• [TASK OBJECTIVE]
Copy out every row from the line with "where the large" to the line with "[0,330,517,892]". Leave the text unchanged, but increase each bounding-box coordinate by 90.

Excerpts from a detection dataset
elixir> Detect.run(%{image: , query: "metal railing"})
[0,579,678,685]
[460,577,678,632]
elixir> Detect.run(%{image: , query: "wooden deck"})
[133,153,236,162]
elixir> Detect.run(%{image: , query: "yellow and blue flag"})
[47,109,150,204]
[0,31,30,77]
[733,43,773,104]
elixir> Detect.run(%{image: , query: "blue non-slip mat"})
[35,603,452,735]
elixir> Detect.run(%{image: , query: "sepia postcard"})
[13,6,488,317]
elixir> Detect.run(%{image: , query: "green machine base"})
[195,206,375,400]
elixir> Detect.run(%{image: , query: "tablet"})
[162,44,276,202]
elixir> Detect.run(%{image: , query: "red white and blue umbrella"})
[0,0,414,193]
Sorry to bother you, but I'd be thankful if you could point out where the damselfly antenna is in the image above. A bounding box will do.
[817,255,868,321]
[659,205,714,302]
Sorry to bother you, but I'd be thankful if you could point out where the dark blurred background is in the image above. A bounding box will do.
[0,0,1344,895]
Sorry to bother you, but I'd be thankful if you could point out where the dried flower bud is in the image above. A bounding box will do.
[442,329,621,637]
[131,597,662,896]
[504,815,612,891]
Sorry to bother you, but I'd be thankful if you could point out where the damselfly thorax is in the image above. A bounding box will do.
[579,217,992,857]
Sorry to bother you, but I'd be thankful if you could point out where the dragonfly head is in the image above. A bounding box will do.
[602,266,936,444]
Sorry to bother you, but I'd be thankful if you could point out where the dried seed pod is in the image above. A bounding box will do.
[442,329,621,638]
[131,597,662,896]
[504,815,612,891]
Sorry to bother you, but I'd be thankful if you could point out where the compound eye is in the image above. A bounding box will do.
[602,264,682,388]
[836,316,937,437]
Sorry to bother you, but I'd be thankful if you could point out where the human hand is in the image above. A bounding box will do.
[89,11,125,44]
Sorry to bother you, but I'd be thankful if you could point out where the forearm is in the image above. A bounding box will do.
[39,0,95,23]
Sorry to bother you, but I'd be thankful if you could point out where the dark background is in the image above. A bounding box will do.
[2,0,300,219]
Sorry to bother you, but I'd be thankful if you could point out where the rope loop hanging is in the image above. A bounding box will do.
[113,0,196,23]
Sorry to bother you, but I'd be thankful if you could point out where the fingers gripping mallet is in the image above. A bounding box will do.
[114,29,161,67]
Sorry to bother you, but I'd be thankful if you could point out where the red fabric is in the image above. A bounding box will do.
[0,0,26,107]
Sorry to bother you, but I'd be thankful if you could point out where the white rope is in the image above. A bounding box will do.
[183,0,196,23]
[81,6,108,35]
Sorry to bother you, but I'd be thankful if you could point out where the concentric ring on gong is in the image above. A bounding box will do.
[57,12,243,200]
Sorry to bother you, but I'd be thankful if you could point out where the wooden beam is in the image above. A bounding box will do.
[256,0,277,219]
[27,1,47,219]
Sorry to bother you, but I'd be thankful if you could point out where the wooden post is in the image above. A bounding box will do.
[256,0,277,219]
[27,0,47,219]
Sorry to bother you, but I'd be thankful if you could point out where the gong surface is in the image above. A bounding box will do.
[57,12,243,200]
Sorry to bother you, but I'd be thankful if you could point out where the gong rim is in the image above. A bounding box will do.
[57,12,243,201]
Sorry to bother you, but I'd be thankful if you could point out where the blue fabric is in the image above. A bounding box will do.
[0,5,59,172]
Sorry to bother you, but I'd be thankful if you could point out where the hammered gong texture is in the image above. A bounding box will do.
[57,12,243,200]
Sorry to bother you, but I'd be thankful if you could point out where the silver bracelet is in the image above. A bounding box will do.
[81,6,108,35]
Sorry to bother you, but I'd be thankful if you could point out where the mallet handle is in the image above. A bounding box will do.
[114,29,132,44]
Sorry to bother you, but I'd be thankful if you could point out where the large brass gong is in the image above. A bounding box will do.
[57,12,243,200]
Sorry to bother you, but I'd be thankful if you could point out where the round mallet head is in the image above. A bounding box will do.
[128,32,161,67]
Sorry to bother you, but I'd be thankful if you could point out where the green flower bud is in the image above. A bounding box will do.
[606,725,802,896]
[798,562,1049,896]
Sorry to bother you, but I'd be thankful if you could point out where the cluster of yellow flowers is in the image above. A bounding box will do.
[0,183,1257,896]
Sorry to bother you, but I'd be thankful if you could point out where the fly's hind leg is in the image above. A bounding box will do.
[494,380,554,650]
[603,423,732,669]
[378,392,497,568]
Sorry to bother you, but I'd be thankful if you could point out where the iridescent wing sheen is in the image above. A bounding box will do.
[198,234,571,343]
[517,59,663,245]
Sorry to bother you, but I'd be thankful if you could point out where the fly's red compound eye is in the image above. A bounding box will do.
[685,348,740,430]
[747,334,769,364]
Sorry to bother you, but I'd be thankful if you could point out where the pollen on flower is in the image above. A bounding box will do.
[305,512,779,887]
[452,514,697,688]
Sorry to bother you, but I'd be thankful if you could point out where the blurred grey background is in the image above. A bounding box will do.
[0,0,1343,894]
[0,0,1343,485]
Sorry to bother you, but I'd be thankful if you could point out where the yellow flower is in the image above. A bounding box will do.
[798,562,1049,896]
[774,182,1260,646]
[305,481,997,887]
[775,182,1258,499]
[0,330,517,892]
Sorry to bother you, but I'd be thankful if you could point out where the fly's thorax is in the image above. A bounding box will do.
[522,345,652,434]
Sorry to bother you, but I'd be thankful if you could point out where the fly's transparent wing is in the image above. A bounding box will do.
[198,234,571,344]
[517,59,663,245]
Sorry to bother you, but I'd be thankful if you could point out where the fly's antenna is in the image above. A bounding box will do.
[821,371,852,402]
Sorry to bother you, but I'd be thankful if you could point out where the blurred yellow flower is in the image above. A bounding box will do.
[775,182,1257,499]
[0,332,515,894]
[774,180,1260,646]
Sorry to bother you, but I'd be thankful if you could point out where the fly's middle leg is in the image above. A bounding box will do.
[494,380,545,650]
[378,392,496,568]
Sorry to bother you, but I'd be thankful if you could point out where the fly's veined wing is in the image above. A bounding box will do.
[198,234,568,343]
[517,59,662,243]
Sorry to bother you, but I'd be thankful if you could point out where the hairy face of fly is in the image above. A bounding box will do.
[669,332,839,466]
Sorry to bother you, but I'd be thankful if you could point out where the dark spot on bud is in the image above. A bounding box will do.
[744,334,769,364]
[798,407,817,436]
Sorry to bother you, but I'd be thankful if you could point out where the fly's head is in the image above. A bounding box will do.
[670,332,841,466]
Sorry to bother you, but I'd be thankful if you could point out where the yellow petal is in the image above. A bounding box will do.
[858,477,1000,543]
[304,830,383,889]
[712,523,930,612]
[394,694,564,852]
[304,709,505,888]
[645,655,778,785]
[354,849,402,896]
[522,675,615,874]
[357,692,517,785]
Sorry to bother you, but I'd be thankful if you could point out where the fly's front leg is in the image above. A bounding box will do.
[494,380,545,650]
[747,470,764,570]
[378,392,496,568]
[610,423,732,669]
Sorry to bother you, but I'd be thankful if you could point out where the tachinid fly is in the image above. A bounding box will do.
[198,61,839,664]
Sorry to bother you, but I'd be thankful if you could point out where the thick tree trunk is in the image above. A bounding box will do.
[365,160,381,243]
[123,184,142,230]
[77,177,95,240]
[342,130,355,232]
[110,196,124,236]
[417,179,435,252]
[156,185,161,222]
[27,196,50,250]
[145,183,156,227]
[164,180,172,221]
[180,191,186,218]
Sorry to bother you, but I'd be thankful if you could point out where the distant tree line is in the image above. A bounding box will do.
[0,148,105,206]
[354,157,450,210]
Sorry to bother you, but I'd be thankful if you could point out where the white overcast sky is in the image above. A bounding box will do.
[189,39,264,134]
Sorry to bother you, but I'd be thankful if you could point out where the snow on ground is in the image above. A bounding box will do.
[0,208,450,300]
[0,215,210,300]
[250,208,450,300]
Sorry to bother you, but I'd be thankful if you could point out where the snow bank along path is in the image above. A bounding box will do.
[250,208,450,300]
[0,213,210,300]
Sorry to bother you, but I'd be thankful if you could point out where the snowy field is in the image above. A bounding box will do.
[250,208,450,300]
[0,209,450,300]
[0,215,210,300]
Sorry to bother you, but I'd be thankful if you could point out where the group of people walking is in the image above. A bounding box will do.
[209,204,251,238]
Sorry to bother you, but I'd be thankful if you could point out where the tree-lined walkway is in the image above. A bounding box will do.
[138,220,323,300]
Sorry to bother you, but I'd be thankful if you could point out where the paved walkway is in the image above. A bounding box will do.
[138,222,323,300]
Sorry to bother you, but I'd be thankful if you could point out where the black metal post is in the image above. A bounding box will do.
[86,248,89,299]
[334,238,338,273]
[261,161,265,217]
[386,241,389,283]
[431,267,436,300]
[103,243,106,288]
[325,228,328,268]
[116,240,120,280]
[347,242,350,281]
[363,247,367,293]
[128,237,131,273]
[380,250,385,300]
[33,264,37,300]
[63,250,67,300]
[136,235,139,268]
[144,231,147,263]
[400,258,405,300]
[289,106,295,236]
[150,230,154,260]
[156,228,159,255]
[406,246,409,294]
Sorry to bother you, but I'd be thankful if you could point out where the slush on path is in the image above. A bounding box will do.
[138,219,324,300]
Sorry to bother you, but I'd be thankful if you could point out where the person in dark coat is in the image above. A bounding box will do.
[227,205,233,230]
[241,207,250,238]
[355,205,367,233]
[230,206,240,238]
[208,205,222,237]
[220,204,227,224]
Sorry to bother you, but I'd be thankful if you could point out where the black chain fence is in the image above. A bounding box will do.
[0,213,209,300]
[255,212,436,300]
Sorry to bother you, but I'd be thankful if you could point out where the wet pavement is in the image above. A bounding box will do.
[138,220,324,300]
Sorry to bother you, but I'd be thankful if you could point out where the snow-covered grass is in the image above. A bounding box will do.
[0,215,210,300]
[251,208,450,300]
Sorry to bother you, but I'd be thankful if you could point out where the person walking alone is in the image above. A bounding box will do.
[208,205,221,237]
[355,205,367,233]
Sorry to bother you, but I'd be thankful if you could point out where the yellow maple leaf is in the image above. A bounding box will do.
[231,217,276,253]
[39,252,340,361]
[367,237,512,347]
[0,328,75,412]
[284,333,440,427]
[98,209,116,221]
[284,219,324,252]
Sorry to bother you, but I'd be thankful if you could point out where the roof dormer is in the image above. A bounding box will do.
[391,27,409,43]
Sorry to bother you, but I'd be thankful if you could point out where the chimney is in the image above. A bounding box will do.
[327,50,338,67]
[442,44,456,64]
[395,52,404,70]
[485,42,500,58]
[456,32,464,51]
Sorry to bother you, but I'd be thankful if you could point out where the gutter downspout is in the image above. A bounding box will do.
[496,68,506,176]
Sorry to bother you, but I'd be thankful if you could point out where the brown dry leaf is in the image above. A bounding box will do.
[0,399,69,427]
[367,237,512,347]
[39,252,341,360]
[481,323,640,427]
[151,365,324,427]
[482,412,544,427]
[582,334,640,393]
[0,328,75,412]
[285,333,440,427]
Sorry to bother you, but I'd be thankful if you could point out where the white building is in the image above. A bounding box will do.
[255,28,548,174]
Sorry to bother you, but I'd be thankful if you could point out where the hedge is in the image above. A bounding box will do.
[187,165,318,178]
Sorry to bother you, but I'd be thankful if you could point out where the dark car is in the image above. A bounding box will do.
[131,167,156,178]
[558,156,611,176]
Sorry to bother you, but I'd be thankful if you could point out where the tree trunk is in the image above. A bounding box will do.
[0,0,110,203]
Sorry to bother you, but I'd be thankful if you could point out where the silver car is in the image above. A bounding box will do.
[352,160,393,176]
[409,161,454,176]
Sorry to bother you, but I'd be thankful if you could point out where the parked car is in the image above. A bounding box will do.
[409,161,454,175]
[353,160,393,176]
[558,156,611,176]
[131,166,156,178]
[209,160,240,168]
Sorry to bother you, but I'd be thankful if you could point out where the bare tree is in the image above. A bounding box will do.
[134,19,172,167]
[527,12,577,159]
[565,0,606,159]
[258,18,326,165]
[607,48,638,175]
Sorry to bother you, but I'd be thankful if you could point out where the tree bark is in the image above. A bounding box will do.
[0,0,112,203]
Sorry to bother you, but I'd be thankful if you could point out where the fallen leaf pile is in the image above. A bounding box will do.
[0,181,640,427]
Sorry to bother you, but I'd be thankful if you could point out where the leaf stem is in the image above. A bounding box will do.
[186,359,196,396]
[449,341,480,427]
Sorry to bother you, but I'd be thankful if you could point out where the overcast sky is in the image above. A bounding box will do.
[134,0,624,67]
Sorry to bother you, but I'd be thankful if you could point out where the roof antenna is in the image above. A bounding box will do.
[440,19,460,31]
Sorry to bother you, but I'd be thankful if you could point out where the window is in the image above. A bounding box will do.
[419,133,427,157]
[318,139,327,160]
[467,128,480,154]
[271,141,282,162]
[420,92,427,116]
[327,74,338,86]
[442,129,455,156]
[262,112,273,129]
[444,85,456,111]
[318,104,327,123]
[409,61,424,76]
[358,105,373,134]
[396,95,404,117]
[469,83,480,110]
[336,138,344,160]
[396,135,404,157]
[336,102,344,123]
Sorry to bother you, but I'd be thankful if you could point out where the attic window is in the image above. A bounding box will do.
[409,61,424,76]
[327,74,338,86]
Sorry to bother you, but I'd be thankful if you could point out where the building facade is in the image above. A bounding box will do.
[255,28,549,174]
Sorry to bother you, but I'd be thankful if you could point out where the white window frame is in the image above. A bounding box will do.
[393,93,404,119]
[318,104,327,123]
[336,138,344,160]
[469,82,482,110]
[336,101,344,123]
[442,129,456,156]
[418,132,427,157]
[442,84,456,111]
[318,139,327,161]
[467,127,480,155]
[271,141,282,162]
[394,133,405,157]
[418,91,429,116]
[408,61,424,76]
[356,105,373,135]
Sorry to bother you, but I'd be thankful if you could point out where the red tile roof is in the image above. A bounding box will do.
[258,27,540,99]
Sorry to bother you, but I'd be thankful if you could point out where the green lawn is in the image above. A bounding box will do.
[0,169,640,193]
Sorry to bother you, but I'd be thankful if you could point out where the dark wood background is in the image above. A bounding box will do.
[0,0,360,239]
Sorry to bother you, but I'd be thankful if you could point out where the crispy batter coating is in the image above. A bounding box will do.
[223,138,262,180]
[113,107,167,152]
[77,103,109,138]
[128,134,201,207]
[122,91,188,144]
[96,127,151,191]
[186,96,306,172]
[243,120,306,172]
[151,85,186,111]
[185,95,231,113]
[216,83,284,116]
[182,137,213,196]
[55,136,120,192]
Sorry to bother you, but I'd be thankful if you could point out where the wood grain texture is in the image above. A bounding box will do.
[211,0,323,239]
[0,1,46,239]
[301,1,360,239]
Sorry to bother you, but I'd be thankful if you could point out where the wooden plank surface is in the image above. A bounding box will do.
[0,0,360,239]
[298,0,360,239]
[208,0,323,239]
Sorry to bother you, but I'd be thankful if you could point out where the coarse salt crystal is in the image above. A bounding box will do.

• [RESULT]
Sorry to bother you, but I'd be thankful if you could point out where the large brass gong is in the image above. A bounding box will do.
[147,102,333,290]
Sorry to bother you, but I'd be thankful if you could point out where the round mallet head is in the image above. A bounding box will do.
[218,122,251,157]
Sorry to bother you, but I'd be thankful if you could point out where the green flower bud is in the image above. A bounding box will do.
[696,815,892,986]
[888,652,1139,986]
Sorry to bother you, but I'd be thankful if you could point out where the cluster of yellow flowers is in the image above. A bounding box will do.
[90,273,1347,986]
Sorry to bother you, but I'd be thankful if you could point out where the fly's hind leg is in the image above. A bounding box will do.
[584,470,644,740]
[693,513,822,759]
[468,482,587,658]
Sorry to bother you, but I'd be thankful if you could point out where the iridescent wing sheen is in the image above. A bounding box will do.
[288,324,661,433]
[607,149,753,335]
Sorry to bother you, but I'd be thankful if you could point out where the fly's red compound eye is in the image above. A bounding box will do.
[775,438,830,520]
[837,424,859,454]
Sorry to bother you, but I'd be thankful if you could point out where the pollen on flower is in the image above. A bounding box will do.
[395,602,869,977]
[542,604,787,778]
Sorry to bother you, but I'd be thankful if you could point out where the blurred grey background is in the image above. A bounding box will do.
[90,90,1433,984]
[90,90,1433,575]
Sorry to bother you, but I'd be thankful if you could point out where the yellow flower is in the image above. A bounding box will do.
[888,652,1139,986]
[864,272,1350,736]
[395,571,1087,977]
[865,272,1348,589]
[90,420,607,982]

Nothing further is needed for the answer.